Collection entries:
»»
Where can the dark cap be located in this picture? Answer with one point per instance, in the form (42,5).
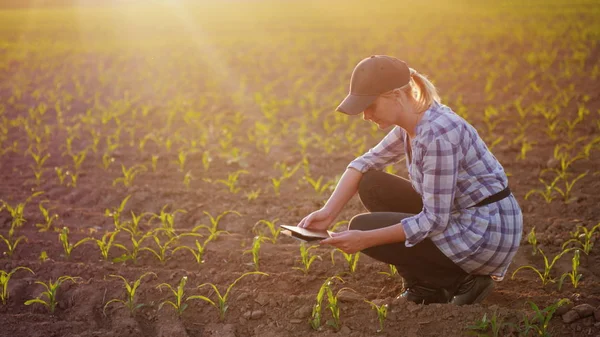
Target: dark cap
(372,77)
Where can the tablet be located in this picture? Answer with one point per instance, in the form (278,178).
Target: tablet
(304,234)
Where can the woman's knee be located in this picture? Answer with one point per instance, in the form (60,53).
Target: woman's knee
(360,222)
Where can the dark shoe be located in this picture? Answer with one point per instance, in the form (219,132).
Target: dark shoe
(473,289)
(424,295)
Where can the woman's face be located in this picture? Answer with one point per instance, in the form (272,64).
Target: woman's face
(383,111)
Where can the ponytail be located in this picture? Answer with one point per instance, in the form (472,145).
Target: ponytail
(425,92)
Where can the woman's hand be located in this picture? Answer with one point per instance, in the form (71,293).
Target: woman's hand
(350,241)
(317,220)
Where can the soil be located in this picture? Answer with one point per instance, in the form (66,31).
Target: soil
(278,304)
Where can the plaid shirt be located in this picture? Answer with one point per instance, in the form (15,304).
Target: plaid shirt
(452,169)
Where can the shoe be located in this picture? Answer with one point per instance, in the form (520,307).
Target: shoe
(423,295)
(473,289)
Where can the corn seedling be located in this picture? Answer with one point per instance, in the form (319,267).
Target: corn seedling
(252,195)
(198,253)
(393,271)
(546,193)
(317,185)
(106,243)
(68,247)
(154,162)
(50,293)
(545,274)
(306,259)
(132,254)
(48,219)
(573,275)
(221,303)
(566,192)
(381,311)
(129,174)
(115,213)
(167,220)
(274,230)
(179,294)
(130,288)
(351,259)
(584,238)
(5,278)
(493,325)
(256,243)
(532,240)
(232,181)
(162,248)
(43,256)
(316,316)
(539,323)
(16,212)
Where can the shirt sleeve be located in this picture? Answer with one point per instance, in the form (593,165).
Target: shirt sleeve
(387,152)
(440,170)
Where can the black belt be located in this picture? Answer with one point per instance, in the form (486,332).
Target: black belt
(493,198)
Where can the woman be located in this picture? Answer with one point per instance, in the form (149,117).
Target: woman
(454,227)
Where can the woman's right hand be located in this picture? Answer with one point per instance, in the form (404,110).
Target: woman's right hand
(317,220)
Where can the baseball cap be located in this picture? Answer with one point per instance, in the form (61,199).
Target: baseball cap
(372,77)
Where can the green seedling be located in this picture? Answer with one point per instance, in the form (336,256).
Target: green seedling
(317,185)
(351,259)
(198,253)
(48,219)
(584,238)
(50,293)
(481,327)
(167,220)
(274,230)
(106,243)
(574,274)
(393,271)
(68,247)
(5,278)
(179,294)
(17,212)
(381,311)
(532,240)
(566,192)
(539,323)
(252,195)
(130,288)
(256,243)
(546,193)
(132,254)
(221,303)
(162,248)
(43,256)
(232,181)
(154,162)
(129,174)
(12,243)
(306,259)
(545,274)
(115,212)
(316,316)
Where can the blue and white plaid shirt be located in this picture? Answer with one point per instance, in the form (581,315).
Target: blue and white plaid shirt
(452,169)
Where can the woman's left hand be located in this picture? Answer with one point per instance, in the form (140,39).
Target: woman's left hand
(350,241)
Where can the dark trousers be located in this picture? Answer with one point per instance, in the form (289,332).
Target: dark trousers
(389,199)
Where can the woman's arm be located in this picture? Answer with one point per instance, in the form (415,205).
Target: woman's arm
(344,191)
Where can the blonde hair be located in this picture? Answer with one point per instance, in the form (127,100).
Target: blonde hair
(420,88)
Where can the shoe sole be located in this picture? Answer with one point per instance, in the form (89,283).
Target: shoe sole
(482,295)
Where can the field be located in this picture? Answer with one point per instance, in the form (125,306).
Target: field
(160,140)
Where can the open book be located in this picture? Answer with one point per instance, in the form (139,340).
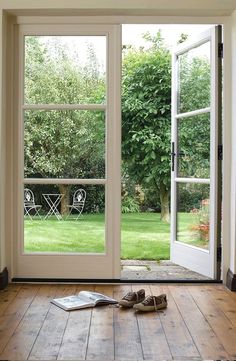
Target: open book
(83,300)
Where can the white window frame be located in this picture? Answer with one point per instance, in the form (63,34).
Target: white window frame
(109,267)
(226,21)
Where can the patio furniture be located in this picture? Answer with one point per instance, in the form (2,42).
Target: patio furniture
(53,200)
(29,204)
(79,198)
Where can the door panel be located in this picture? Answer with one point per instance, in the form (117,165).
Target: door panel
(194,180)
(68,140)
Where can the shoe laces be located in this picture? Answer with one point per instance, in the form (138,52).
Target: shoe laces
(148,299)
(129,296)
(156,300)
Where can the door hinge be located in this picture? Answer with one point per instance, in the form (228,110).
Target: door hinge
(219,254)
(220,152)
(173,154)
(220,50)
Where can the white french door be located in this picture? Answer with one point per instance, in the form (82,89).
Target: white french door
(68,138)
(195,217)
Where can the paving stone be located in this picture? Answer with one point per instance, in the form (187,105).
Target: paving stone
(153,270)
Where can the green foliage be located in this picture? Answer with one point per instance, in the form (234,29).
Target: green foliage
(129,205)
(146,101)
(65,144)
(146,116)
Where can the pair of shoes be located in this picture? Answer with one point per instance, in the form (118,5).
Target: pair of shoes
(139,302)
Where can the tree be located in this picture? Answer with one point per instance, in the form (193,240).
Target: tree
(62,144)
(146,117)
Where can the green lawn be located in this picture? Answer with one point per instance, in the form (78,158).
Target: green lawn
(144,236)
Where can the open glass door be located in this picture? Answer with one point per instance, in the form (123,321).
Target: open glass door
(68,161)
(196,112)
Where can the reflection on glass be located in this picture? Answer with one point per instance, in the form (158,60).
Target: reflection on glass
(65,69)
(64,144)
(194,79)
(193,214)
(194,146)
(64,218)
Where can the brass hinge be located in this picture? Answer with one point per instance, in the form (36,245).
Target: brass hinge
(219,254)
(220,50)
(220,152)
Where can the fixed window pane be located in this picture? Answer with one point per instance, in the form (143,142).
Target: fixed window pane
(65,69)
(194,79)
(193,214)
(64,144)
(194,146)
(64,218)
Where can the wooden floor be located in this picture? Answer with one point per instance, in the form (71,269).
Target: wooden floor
««
## INSTRUCTION
Retype the items above word for word, starting at the line that contains "Where can the green lawn" and continuing through the final line of the items.

## EXERCISE RESPONSE
Where can the green lawn be located in this picture? Answer with one point per instance, in the form (78,158).
Target: green lawn
(144,236)
Where can the open glass door be located in this picture? Answer with one point per instance, in the form (123,321).
Target: open glass door
(68,161)
(196,112)
Where can the reflection on glass be located in this picture? Answer with one point per instance, in the form (158,60).
Target: reflection on glass
(65,69)
(64,144)
(194,79)
(193,214)
(194,146)
(64,218)
Where can the brass hinge be located in this picture? Answer with one point per instance, in the form (36,245).
Target: brass hinge
(219,254)
(220,50)
(220,152)
Where can the fixed window pane be located in this picture? Answer with one point per instance, in the form (143,142).
Target: fixed window pane
(65,69)
(194,79)
(193,214)
(64,144)
(194,146)
(64,218)
Where can the wooden floor be located in this picture? Answer with one point per instance, in the form (71,269).
Target: wooden floor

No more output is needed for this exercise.